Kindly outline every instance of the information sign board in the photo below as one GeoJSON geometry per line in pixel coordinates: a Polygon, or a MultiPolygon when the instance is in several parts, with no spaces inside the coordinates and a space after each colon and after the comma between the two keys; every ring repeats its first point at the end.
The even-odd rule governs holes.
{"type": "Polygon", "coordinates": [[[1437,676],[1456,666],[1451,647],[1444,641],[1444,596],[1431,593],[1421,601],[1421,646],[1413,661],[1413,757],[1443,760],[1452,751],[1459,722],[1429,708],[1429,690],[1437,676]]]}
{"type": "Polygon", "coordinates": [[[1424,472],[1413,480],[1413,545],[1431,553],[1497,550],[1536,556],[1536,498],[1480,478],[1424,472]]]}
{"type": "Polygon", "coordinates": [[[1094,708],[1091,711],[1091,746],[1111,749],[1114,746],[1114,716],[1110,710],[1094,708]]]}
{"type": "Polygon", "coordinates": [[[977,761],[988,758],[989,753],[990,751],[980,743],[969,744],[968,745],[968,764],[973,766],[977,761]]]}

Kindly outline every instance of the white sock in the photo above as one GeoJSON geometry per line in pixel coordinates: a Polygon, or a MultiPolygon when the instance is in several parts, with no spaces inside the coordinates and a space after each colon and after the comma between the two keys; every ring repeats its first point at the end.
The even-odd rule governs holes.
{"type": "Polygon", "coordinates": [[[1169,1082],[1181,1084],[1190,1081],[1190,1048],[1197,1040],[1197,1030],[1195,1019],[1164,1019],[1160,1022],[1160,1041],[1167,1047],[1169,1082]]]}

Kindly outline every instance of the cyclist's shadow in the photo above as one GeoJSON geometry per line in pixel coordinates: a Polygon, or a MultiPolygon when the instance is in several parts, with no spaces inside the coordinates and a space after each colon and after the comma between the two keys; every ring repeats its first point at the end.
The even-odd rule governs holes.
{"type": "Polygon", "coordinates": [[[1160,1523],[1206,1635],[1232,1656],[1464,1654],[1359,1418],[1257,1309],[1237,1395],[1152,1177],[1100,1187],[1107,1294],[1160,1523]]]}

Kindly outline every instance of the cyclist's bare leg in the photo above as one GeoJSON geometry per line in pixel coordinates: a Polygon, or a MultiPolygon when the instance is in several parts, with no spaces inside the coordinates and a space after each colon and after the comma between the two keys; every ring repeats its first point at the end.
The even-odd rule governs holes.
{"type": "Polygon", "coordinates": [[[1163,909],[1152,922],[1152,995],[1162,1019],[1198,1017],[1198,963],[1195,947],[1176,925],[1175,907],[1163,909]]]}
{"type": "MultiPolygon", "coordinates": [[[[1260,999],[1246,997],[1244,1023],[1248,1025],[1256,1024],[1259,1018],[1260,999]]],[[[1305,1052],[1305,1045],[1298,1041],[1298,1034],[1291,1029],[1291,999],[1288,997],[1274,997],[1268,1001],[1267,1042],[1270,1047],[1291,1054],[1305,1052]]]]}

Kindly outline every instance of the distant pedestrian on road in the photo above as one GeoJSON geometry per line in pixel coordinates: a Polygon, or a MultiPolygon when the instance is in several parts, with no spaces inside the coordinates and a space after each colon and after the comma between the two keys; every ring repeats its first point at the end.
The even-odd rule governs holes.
------------------------------------------------------------------------
* _WORK REQUEST_
Once you find the line containing "Kindly outline every instance of the cyclist's shadow", copy it and every line after it through the end of the records, exactly as they stand.

* _SOLUTION_
Kindly outline every instance of the cyclist's shadow in the photo above as one GeoJSON geometry per line in pixel coordinates: a Polygon, or a MultiPolygon when the instance is in several parts, with no spaces inside the coordinates and a space after each colon and after the comma between the two keys; every ring repeats its first point at the end.
The even-odd rule governs holes.
{"type": "Polygon", "coordinates": [[[1160,1523],[1206,1635],[1232,1656],[1464,1654],[1359,1418],[1257,1309],[1237,1395],[1152,1177],[1100,1187],[1107,1294],[1160,1523]]]}

Kindly outline every instance of the cyclist's bare leg in the photo above as one GeoJSON geometry per line in pixel coordinates: a Polygon, or a MultiPolygon when the instance is in several parts, with no spaces inside the coordinates and a space after each colon and after the comma between the two keys; every ring repeats its first point at the end.
The even-odd rule governs holes.
{"type": "Polygon", "coordinates": [[[1163,909],[1152,922],[1152,995],[1162,1019],[1198,1017],[1198,963],[1195,947],[1176,925],[1175,907],[1163,909]]]}
{"type": "MultiPolygon", "coordinates": [[[[1260,999],[1246,997],[1244,1023],[1248,1025],[1256,1024],[1259,1018],[1260,999]]],[[[1305,1052],[1305,1045],[1298,1041],[1298,1034],[1291,1029],[1291,999],[1288,997],[1274,997],[1268,1001],[1267,1042],[1270,1047],[1291,1054],[1305,1052]]]]}

Kindly outline every instance of the distant pedestrian on road in the photo above as one GeoJSON geometry per line in pixel coordinates: a Polygon, or a MultiPolygon when the instance is in several parts, with no spaces inside the coordinates and a space after each colon and after the comma between the two keys; every ring repeats its first point at the end.
The even-odd rule governs holes.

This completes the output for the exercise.